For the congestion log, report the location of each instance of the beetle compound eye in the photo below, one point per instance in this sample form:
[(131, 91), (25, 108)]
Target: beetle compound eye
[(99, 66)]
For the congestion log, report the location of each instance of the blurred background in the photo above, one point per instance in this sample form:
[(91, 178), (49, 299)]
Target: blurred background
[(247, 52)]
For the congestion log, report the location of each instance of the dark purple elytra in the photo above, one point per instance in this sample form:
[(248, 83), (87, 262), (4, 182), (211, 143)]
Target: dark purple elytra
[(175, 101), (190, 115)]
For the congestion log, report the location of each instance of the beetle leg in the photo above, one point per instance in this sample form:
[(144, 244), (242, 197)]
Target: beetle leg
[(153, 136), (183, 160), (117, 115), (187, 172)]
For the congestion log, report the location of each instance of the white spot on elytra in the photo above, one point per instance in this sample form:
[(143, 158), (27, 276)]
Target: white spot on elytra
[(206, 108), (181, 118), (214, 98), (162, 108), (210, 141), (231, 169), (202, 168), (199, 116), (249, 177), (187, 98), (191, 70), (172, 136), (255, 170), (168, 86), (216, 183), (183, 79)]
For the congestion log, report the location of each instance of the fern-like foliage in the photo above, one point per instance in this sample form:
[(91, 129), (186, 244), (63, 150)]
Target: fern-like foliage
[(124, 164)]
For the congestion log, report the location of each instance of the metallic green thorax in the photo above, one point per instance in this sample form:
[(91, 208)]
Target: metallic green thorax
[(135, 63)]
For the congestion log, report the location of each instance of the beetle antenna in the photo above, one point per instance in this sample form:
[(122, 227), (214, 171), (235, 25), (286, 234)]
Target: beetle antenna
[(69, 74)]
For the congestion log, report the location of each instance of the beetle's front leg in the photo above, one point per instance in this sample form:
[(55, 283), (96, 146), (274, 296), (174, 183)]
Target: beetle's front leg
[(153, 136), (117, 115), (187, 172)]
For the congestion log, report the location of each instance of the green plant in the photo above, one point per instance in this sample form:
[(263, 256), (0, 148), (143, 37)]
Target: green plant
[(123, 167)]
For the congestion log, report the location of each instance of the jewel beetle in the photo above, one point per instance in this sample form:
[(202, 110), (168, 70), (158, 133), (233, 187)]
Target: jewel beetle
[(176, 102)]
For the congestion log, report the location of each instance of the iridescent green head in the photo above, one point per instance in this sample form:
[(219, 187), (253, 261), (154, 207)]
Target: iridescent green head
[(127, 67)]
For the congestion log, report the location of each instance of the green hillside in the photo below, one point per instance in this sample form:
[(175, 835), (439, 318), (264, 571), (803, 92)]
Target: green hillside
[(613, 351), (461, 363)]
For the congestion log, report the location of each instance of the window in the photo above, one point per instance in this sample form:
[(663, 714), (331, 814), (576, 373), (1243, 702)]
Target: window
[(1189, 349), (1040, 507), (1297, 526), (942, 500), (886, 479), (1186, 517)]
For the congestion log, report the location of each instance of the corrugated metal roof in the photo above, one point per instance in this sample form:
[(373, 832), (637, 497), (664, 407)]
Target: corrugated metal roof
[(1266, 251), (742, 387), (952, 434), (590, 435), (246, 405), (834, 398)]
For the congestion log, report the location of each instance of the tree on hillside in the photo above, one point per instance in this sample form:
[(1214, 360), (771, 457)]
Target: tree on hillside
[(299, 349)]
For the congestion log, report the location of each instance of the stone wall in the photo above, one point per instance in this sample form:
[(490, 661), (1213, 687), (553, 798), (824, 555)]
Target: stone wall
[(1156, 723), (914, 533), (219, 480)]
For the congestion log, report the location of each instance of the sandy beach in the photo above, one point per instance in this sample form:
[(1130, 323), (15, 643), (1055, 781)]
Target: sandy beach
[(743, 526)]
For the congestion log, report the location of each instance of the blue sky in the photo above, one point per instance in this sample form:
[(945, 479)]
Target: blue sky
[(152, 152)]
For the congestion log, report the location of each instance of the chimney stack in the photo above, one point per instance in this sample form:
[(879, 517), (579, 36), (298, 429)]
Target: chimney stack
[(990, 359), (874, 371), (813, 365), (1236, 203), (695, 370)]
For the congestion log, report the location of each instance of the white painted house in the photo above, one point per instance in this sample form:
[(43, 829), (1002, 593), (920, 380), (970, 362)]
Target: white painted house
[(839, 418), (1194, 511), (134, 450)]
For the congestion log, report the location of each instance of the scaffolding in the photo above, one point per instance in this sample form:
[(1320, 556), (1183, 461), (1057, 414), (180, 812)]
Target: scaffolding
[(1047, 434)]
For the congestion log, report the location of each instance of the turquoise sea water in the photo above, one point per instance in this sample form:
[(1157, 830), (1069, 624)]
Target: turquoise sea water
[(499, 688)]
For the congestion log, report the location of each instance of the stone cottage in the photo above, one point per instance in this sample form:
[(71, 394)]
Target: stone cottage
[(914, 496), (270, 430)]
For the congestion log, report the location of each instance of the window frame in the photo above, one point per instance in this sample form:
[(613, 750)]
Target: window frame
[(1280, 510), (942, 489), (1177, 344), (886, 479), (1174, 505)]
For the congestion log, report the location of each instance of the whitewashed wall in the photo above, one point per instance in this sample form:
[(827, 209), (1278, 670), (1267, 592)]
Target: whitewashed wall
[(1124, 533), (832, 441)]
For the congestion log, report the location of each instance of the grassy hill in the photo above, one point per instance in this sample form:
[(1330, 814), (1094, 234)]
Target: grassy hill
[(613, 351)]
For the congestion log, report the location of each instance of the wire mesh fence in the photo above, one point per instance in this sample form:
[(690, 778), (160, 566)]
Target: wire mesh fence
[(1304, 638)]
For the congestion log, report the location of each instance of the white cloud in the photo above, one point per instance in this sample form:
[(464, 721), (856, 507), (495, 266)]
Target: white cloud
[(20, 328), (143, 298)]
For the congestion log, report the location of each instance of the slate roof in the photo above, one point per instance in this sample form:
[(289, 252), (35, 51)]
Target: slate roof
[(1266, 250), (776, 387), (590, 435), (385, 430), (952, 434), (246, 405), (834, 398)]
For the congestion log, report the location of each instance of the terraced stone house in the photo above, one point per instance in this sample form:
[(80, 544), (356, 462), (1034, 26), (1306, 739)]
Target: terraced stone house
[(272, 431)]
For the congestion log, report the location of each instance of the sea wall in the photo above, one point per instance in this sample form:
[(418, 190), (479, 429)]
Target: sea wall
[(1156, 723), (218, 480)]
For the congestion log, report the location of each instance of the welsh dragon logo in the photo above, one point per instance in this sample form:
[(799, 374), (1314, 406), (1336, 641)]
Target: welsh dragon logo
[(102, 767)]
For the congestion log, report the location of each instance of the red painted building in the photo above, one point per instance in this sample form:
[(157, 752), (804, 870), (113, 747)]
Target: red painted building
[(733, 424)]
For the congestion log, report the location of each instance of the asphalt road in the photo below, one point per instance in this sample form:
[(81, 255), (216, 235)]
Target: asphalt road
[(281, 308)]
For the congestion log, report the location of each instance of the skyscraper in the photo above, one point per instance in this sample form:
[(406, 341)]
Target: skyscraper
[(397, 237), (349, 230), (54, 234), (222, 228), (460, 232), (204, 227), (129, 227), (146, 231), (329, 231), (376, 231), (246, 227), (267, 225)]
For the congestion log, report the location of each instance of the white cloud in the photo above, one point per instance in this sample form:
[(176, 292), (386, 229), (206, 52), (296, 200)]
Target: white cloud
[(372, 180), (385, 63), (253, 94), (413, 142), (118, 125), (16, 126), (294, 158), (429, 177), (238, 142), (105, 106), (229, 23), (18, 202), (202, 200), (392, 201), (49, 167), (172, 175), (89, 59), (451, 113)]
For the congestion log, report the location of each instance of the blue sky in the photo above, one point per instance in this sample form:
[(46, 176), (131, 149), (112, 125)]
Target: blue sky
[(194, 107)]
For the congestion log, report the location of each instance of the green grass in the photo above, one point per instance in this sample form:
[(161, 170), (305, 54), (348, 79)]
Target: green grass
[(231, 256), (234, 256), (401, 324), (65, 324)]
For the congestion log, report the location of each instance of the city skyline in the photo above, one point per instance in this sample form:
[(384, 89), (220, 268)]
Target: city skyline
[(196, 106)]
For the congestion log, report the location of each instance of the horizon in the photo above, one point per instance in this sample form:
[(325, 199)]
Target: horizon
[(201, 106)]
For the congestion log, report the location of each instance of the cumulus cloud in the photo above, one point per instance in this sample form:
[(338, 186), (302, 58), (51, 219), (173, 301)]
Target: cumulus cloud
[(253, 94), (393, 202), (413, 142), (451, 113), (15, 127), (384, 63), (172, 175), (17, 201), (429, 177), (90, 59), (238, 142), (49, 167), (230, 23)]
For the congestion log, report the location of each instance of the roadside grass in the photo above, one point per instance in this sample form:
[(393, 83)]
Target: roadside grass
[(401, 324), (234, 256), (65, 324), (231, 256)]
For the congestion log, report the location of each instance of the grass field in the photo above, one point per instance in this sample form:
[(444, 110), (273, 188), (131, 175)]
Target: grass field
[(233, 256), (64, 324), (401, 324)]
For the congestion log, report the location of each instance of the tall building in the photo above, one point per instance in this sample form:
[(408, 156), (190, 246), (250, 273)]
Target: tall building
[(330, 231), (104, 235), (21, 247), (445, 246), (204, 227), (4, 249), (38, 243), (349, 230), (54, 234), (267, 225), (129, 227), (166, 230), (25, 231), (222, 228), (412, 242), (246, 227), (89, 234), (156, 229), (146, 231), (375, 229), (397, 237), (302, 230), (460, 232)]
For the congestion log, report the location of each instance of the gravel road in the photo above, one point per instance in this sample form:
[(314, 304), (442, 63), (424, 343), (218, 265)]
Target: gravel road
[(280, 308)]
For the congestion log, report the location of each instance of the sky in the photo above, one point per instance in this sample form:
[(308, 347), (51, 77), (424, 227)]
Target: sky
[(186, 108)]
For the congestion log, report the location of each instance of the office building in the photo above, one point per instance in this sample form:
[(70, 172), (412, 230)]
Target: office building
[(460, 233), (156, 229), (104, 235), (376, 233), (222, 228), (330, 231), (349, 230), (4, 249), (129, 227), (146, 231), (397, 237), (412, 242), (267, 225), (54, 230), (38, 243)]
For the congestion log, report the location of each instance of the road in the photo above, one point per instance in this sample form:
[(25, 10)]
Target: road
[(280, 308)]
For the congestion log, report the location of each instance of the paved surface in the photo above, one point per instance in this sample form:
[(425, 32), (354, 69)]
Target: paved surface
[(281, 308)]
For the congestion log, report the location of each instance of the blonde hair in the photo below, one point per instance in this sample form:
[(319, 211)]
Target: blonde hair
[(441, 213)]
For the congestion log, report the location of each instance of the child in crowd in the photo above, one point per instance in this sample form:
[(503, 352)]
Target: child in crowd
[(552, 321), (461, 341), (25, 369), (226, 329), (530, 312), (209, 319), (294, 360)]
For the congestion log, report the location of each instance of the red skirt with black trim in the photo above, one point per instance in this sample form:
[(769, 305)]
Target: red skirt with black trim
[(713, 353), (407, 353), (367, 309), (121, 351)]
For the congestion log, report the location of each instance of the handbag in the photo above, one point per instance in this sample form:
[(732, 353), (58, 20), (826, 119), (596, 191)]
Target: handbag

####

The task: Within the listing, how many lines hold "below"? Write only that number.

Expected output: 4